** Begin MATERIAL FOR THIS EXERCISE **

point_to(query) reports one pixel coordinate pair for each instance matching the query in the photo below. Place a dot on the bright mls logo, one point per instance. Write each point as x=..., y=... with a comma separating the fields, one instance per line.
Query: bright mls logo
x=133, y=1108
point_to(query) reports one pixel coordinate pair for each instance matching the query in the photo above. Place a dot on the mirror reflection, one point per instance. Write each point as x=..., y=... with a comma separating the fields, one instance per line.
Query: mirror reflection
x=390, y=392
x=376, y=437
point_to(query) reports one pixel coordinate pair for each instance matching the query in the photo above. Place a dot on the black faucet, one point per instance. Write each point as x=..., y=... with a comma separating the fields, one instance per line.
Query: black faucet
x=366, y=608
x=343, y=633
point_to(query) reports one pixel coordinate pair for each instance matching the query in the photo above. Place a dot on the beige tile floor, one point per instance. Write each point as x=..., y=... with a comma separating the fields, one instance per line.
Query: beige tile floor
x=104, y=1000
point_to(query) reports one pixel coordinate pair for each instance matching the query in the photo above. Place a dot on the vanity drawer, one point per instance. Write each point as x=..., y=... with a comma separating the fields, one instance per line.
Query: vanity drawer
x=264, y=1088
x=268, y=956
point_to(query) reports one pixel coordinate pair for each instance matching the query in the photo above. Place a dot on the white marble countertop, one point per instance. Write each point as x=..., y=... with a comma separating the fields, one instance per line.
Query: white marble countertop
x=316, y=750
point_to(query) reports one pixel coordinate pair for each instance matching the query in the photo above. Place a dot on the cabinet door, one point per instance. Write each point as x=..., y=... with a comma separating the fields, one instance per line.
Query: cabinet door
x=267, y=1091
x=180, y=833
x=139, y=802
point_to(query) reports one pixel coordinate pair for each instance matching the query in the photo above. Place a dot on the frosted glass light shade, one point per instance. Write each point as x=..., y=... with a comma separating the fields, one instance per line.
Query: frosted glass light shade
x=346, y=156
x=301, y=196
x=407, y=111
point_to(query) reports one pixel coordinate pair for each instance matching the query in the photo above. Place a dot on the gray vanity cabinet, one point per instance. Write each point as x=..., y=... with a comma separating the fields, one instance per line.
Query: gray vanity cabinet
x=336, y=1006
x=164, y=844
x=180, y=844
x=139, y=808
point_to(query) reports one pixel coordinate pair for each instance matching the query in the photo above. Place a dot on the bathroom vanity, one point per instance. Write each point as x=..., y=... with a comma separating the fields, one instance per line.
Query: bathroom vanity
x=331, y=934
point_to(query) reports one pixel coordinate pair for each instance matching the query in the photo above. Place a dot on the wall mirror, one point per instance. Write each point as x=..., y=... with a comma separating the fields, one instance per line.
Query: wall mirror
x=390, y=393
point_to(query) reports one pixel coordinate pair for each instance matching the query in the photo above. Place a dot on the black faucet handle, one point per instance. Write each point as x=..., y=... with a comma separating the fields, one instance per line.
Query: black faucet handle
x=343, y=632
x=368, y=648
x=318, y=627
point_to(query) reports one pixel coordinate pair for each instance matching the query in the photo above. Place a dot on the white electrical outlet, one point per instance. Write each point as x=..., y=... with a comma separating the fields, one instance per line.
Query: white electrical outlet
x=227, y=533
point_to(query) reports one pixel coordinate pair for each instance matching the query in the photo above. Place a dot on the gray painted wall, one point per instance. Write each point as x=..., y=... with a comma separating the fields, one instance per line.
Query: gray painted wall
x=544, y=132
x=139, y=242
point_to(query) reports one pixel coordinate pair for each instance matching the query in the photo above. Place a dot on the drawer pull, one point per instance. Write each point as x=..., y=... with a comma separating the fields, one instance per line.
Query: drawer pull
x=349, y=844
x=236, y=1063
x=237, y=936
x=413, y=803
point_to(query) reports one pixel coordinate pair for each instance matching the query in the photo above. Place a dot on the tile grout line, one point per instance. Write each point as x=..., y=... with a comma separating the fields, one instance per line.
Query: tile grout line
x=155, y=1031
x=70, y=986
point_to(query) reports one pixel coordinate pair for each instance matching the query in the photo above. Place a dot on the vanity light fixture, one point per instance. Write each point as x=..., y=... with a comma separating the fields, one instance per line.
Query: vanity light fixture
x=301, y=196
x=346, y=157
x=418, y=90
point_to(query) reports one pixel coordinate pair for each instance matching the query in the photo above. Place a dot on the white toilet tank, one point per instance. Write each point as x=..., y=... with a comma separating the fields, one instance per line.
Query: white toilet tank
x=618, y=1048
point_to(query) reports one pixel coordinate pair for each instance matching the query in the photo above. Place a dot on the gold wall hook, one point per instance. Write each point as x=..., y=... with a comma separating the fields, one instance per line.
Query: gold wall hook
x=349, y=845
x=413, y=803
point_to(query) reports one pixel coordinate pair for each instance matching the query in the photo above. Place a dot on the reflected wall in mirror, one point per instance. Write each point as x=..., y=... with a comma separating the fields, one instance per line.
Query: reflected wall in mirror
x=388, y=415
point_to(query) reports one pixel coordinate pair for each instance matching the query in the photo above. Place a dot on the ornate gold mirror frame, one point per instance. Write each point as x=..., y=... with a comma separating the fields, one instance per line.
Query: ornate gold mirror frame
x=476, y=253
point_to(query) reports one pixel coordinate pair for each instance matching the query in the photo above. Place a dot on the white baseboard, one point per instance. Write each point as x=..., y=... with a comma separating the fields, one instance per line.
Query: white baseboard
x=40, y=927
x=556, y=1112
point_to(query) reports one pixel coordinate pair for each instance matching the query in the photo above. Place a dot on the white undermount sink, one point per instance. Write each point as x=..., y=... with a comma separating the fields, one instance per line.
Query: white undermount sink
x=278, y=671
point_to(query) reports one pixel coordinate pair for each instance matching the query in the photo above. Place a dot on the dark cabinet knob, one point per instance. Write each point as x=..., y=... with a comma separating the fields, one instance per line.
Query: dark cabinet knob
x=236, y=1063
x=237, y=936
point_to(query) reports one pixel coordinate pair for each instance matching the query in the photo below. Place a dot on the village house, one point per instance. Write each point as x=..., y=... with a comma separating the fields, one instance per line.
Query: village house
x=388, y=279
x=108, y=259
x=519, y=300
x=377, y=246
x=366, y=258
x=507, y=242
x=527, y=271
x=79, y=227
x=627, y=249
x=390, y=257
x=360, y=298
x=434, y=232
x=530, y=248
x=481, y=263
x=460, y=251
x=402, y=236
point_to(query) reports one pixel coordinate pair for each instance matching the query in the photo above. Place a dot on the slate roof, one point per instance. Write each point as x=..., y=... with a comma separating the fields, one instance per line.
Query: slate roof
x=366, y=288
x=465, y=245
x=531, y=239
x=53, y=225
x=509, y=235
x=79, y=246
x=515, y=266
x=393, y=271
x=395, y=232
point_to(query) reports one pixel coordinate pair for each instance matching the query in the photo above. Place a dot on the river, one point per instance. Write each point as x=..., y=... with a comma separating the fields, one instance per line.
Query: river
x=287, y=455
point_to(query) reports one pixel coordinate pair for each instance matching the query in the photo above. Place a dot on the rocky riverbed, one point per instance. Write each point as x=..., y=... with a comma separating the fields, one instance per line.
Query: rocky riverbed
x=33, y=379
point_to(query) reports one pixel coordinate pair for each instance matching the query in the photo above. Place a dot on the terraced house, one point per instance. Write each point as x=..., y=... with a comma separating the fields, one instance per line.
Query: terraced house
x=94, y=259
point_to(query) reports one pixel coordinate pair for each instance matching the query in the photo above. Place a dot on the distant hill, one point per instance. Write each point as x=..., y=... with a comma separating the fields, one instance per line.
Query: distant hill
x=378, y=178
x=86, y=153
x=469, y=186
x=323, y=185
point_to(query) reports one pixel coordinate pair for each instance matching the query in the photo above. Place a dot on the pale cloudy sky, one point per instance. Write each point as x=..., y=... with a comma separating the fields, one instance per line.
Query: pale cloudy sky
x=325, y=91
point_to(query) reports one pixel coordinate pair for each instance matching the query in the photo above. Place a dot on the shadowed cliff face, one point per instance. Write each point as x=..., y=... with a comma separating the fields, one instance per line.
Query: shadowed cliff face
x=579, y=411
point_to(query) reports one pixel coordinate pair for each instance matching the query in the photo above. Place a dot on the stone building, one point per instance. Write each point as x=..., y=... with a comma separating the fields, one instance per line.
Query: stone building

** End MATERIAL FOR THIS EXERCISE **

WHAT IS ASKED:
Copy the lines starting at the one that has "on the tile" and ending after the one that has "x=70, y=986", substituting "grout joint" for "grout line" and keeping everything else the same.

RESPONSE TO THIS TASK:
point_to(query) reports one pixel coordinate pair for each instance matching the query in the photo above. Place a dot on the tile grout joint, one point per instance. Write each point as x=..., y=... with a comma separating the fields, one instance per line.
Query: tile grout joint
x=155, y=1031
x=70, y=986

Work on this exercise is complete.